▶ _Set exercise 1_
According to the page excerpt on the Iowa and New Hampshire contests, how many presidential campaign events has New Hampshire hosted this year?

Next month their citizens will once again make the first pick from 16 candidates seeking the Republican and Democratic nominations for the White House.
Strange and unhealthy rituals accompany this quadrennial phenomenon. The next president of the United States is expected to cross thousands of barely undulating Iowan fields, chew corn dogs (a deep-fried sausage covered in batter and white bread), attend pig roasts, pay homage to the state fair's 600lb butter cow and, as likely as not, lick a “Blue Bunny” from the self-proclaimed ice-cream capital of the world at the Wells Dairy, Le Mars.
For months candidates have been driving up and down dozens of thickly wooded mountainsides in New Hampshire, then sweating through conversations in overheated front rooms, pressing the flesh in overcaffeinated diners and shivering in refrigerated town halls.
Just why those seeking to become “Leader of the Free World” must prostrate themselves in such a fashion before these two states — with a combined electorate that accounts for less than 1.5 per cent of the US population — is a source of bafflement and resentment for the rest of America.
Other, more representative states, containing a metropolis or significant numbers of ethnic minority voters, have tried valiantly to gatecrash. However, Iowa and New Hampshire, stubborn sentinels of a status that has grown over the past five decades, have responded by moving their dates farther forward.
Despite talk about leading candidates such as Hillary Clinton and Rudy Giuliani pursuing a “big-state strategy” or even bypassing Iowa, they have fallen into line with other would-be presidents by lavishing more time and money on the “first-in-the-nation” contests than ever before.
This year Iowa has held no fewer than 1,798 presidential campaign events and New Hampshire has hosted 940. By comparison, neighbouring states such as South Dakota, Nebraska, Maine and Vermont have amassed a total of 14.
The verdict of the Iowa caucuses on January 3 and the New Hampshire primary elections five days later could propel one candidate towards the White House or will, at the very least, pare them down to a shortlist of perhaps half a dozen.
It is possible for the likes of Mrs Clinton, for the Democrats, or Mr Giuliani, for the Republicans, to lose both states and still go on to take their party's nomination. Bill Clinton skipped Iowa altogether in 1992 but did well enough by coming second in New Hampshire to be seen as the “comeback kid”, developing the momentum to catapult him into the Oval Office.
These two states have more often been places where front-runners have crashed and dark horse candidates, such as Jimmy Carter in 1976, have come charging out to win.
In the past month the most compelling story has been the emergence of the Republican Mike Huckabee from single figures in the polls a few weeks ago to take the lead among his party's caucus-goers in Iowa.
His campaign manager, Eric Woolson, describes his “sheer excitement” at being part of a phenomenon that has cost a few hundred thousand dollars compared with the millions spent by rivals on TV advertisements.
“It's been a genuine grassroots exercise, neighbours talking to each other, church members chatting to friends,” he said. “There is something about Iowa which means they take a real measure of the candidate out here.”
In 2004 Howard Dean seemed a certainty for the Democratic nomination before coming third in the Iowa caucus behind John Kerry and John Edwards. Even as he emitted his infamous “Dean scream” at a rally for supporters that night, he was already heading for another defeat in New Hampshire.

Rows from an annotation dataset
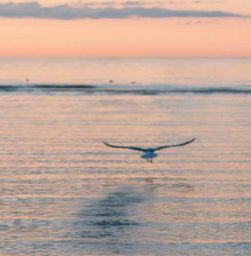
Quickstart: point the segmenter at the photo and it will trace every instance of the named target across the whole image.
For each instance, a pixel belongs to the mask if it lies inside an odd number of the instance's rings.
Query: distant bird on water
[[[107,142],[103,142],[103,143],[105,144],[107,146],[111,147],[112,148],[116,148],[117,149],[129,149],[133,150],[137,150],[138,151],[142,151],[144,154],[140,156],[142,158],[147,159],[148,162],[152,162],[153,158],[158,156],[157,154],[154,152],[157,150],[160,150],[164,149],[167,149],[168,148],[173,148],[174,147],[180,147],[184,146],[187,144],[192,142],[195,140],[195,138],[191,139],[189,141],[186,141],[186,142],[182,143],[181,144],[175,144],[173,145],[166,145],[165,146],[158,147],[158,148],[149,148],[149,149],[142,149],[141,148],[138,148],[137,147],[124,147],[124,146],[115,146],[114,145],[111,145],[111,144],[108,144]]]

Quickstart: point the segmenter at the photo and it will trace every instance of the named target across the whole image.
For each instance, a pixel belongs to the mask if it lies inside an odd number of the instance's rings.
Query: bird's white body
[[[158,147],[157,148],[148,148],[148,149],[142,149],[142,148],[139,148],[138,147],[125,147],[125,146],[116,146],[114,145],[112,145],[111,144],[108,144],[107,142],[103,142],[107,146],[111,147],[112,148],[116,148],[117,149],[128,149],[132,150],[137,150],[138,151],[141,151],[144,152],[144,154],[140,156],[141,158],[144,158],[148,159],[148,162],[152,162],[153,161],[153,158],[158,156],[158,154],[154,153],[155,151],[157,150],[161,150],[164,149],[167,149],[168,148],[173,148],[174,147],[180,147],[186,145],[192,142],[195,140],[195,138],[190,140],[189,141],[186,141],[186,142],[182,143],[181,144],[175,144],[173,145],[166,145],[162,147]]]

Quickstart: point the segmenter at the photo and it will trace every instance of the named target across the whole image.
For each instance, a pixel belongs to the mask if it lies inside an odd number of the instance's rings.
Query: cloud
[[[43,7],[35,2],[0,4],[0,16],[8,18],[34,17],[56,20],[126,19],[133,16],[155,19],[173,17],[251,17],[250,16],[221,11],[174,10],[160,7],[125,7],[115,8],[107,7],[92,8],[72,7],[69,5]]]

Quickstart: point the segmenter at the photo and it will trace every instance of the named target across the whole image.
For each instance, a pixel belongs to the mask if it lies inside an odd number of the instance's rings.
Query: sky
[[[0,58],[251,57],[250,0],[0,0]]]

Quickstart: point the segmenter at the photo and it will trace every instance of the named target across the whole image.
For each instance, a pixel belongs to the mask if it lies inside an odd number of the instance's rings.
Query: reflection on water
[[[117,189],[85,206],[74,222],[76,237],[95,240],[100,251],[130,252],[137,239],[135,230],[144,225],[142,220],[135,218],[139,204],[146,199],[138,189],[130,187]]]

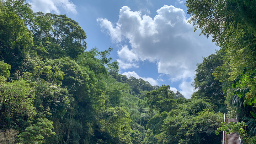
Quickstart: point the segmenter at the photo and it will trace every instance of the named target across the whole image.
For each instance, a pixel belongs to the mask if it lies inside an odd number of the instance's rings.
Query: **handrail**
[[[224,113],[224,120],[223,120],[223,123],[224,125],[226,123],[226,113]],[[226,132],[223,132],[223,135],[222,137],[222,144],[226,144]]]
[[[237,116],[237,114],[236,114],[236,124],[238,124],[238,118]],[[242,140],[241,140],[241,137],[240,136],[240,135],[238,134],[238,135],[239,136],[239,141],[240,142],[240,144],[242,144]]]

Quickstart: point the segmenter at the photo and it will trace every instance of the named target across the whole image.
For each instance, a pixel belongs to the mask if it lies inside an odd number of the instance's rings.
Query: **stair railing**
[[[236,119],[237,120],[237,119]],[[224,113],[224,120],[223,120],[224,124],[226,124],[228,121],[226,117],[226,113]],[[223,132],[223,135],[222,137],[222,144],[226,144],[226,138],[227,138],[227,134],[226,133],[226,132]]]

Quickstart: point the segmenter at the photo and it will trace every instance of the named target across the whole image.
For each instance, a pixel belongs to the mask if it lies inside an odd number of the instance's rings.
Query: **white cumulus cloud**
[[[97,21],[113,42],[128,42],[118,52],[120,68],[138,68],[136,63],[139,61],[155,63],[159,73],[168,75],[172,81],[181,81],[181,91],[189,97],[191,92],[188,92],[193,87],[187,81],[193,79],[196,64],[218,48],[211,39],[194,32],[182,9],[165,5],[157,12],[152,18],[124,6],[115,23],[106,18]]]
[[[157,81],[154,79],[152,78],[142,78],[140,76],[134,71],[128,71],[128,72],[124,73],[122,74],[123,75],[126,75],[127,77],[129,78],[132,76],[137,79],[142,79],[146,81],[148,81],[151,85],[157,85],[158,83]]]
[[[32,6],[34,11],[42,11],[44,13],[60,13],[59,8],[62,7],[68,12],[76,14],[76,5],[69,0],[31,0],[28,3]]]

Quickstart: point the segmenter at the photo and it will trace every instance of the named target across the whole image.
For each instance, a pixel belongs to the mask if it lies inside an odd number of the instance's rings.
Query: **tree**
[[[0,2],[0,60],[17,68],[32,46],[33,37],[24,20],[7,7],[9,2]]]
[[[0,77],[2,76],[0,76]],[[24,80],[0,81],[1,129],[15,127],[24,129],[36,114],[32,88]]]
[[[204,58],[203,62],[197,65],[193,85],[195,89],[198,90],[193,94],[192,97],[209,98],[212,103],[218,107],[217,111],[225,112],[225,97],[222,90],[222,82],[214,80],[213,75],[214,69],[222,65],[223,57],[223,55],[219,53],[212,54]]]
[[[11,65],[5,63],[3,60],[0,61],[0,75],[9,77],[11,75],[9,70],[10,69]]]
[[[38,118],[37,121],[36,123],[26,128],[18,136],[24,143],[44,143],[47,137],[55,134],[52,130],[54,128],[53,122],[46,118]]]
[[[170,90],[169,85],[163,85],[158,89],[146,94],[147,103],[149,107],[155,109],[160,112],[169,111],[173,108],[174,93]]]

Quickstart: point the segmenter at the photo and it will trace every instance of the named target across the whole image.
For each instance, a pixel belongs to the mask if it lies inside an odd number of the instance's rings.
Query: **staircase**
[[[229,123],[230,122],[233,122],[238,123],[238,121],[237,119],[237,116],[236,118],[227,119],[226,117],[226,114],[224,114],[224,122]],[[239,135],[236,133],[232,133],[229,134],[226,134],[226,132],[223,132],[223,139],[222,139],[223,144],[242,144],[241,138]]]

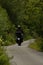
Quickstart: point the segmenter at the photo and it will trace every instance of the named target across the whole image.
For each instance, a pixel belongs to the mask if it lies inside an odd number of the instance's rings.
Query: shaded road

▶ _Set exercise 2_
Substitute "object" for "instance" in the rows, from the start of the rows through the line containing "Query: distant bird on water", with everything else unchanged. Give only those lines, and leave out the pictures.

▶ _Task answer 1_
940

▶ _Task answer 2_
Quickstart: point the segmenter at the photo and it will trace every object of the named target across the whole image.
For each object, a pixel belongs to the mask if it lies inside an odd number of the object's rings.
Query: distant bird on water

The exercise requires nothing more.